Текст для чтения –
# # # # # # #

Добавить в цитаты Настройки чтения

Страница 4 из 21

Я представляю: иной собрат по перу так бы расписал эту сцену, что по коже побежали бы колючие мурашки, и финки расписал бы, и кровь красную, и как «крот» рыбкой летал на землю, а в конце описания поставил многозначительные три точки. Это означало бы, что судьбу «крота» понимай как хочешь. С одной стороны, его вроде бы и прирезали, оставили подыхать в канаве, с другой, вроде бы и нет – вроде бы…

Но «крота» марьинорощинские обитатели не убили, проучили как следует и отпустили восвояси.

Из своих рядов, естественно, вырубили. Наука очень действенная.

Старожилы Марьиной Рощи до сих пор вспоминают начальника 20-го отделения Рапопорта, при котором и порядок был, и справедливость торжествовала, и блатных он держал в узде, при случае мог поставить по струнке. И горестно качают головой старожилы – сейчас таких милиционеров нет. А если есть, то они ничего не знают о них.

Сирены, несмотря на вой, который обычно называли истошным – и он действительно был истошным, – все-таки отличались друг от друга. Голосами. У одной сирены голос был басовитым, низким, у другой – визжащим, истеричным, у третьей – спокойным, деловым, работающим на двух нотах, у четвертой – тонким и противным, словно бы на крышу вместо сирены подняли циркулярную пилу, у пятой – напоминал звук немецкого самолета «гау-гау», шестая также имела свою особенность, и так далее.

Одинаковых голосов не было.

Голос сирены, стоявшей в будке на крыше 605-й школы, расположенной недалеко от родного дома, Шебаршин мог различать среди остальных голосов даже в семидесятипятилетнем возрасте: так запал он в память – не выкурить. И до последних дней голос сирены, если его доводилось слышать, вызывал у Шебаршина некую внутреннюю дрожь. Как, собственно, у многих людей, познавших войну.

После одной из тревог по Марьиной Роще пронесся слух, что один из самолетов, нападавших на Москву, сбит и упал в Останкино.

Останкино – зеленое местечко с роскошным парком и прудом – находилось недалеко – полчаса неспешного хода, а если бегом, то можно уложиться в двадцать минут.

С места сорвались целой лавиной и понеслись в Останкино – охота было увидеть вблизи технику, на которой летают гитлеровцы. Гошка запыхался, он не мог тянуть наравне с ребятами, которым было по восемь – девять лет, дыхание еще не установилось, было не то, поэтому начал отставать, но Ленька его не бросил…

Хоть и с опозданием, но к самолету они все же прибыли, и лица их растянулись в жалобных улыбках: в Останкино действительно находился упавший самолет, только не гитлеровский «юнкерс», а наш небольшой истребитель, ястребок с тупо обрубленным носом. Сейчас, конечно, трудно определить, что это была за машина, скорее всего – «ишачок», И-16. А хотелось, очень хотелось, чтобы на земле валялся немец, какой-нибудь «юнкерс» или «хейнкель».

# # # # # # #

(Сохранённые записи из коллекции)
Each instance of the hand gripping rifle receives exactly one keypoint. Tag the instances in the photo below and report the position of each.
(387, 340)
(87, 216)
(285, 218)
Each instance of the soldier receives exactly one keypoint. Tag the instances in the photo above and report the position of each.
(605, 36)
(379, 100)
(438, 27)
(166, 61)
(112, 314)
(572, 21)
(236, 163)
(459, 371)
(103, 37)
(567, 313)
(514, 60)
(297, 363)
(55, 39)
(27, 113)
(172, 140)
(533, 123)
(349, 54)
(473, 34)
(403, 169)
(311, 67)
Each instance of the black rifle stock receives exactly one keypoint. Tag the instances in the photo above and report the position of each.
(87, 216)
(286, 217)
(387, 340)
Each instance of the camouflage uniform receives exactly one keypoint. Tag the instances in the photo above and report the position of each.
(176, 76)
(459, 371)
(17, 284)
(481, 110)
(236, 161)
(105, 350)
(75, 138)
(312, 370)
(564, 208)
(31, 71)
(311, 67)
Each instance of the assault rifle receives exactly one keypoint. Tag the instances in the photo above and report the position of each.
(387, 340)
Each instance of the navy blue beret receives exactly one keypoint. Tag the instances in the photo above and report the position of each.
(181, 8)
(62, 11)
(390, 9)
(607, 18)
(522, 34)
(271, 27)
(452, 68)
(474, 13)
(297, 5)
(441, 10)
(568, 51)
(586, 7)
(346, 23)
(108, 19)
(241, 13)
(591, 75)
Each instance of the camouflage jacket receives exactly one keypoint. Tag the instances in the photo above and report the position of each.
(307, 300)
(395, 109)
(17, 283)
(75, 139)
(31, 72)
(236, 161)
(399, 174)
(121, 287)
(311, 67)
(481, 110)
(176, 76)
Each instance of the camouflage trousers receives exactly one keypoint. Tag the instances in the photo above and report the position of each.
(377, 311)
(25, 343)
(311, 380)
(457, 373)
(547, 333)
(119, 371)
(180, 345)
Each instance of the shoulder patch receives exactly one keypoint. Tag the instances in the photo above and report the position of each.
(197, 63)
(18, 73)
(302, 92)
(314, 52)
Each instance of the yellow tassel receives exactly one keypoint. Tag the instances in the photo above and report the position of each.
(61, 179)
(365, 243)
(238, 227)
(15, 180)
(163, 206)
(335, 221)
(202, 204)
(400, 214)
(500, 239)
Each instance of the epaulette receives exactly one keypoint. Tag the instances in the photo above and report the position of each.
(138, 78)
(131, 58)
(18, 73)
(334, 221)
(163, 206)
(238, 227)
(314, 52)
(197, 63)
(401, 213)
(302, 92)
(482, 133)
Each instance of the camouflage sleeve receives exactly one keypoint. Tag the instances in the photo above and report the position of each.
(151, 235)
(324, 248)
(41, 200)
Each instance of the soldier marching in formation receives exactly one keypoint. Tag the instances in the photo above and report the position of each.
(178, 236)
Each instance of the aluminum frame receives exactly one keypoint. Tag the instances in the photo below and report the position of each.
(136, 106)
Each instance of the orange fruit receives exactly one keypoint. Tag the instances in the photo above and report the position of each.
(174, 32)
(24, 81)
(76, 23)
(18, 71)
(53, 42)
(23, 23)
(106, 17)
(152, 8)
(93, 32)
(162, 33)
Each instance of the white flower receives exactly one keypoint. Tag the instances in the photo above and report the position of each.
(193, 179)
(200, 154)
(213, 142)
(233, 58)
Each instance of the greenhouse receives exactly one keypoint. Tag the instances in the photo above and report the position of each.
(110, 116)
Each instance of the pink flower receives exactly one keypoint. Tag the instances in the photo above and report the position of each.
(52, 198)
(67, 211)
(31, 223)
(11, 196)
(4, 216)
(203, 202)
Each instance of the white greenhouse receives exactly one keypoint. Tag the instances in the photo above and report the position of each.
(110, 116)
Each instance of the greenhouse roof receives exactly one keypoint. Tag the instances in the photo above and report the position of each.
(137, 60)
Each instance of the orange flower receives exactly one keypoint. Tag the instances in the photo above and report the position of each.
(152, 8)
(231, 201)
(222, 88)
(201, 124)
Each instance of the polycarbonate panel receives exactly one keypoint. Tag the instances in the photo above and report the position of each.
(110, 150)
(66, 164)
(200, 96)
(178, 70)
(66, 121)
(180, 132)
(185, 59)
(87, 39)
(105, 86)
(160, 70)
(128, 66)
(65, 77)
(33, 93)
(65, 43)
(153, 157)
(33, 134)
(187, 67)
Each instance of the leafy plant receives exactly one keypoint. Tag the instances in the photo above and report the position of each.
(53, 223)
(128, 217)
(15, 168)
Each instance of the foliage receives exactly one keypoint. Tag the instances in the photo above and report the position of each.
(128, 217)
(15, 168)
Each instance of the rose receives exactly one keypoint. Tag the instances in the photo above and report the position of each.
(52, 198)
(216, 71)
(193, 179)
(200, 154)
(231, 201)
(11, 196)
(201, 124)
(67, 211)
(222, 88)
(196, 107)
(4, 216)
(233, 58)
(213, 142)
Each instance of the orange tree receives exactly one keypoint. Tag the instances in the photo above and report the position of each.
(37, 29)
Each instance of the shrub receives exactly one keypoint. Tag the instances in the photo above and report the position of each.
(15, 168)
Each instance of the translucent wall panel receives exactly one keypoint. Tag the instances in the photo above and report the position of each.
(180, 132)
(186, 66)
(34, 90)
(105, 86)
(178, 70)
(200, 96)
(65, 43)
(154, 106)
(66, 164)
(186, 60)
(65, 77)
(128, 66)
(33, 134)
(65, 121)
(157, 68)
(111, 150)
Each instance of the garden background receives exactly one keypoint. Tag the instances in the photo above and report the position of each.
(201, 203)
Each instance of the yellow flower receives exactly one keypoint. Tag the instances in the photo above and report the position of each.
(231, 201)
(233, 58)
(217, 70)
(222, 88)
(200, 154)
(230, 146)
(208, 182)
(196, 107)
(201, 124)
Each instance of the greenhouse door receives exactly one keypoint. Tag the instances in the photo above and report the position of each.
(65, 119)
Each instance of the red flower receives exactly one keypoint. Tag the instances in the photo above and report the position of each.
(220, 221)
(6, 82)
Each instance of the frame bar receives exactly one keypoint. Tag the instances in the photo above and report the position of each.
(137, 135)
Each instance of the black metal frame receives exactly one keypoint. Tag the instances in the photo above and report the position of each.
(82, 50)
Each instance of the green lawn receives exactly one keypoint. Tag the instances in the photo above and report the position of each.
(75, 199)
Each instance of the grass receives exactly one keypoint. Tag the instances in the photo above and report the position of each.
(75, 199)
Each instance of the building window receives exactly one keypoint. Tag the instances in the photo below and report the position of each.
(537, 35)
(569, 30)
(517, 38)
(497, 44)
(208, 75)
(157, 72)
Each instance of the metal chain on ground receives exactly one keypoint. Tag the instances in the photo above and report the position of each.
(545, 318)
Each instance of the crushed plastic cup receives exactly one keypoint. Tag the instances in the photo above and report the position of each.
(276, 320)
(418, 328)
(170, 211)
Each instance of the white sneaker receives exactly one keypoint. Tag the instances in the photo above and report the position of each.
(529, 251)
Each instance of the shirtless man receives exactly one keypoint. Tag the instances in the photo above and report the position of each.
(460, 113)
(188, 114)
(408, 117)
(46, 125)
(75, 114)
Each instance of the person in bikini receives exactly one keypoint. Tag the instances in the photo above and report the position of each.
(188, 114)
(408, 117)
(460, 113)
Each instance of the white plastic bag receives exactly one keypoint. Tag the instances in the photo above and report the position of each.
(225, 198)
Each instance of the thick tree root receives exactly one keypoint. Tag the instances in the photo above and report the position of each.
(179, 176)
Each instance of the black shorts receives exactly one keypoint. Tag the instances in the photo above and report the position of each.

# # # # # # #

Задание – Где, согласно тексту для чтения, стояла сирена, голос которой Шебаршин различал даже в семидесятипятилетнем возрасте?

Результат выполнения – В будке на крыше 605-й школы, недалеко от родного дома.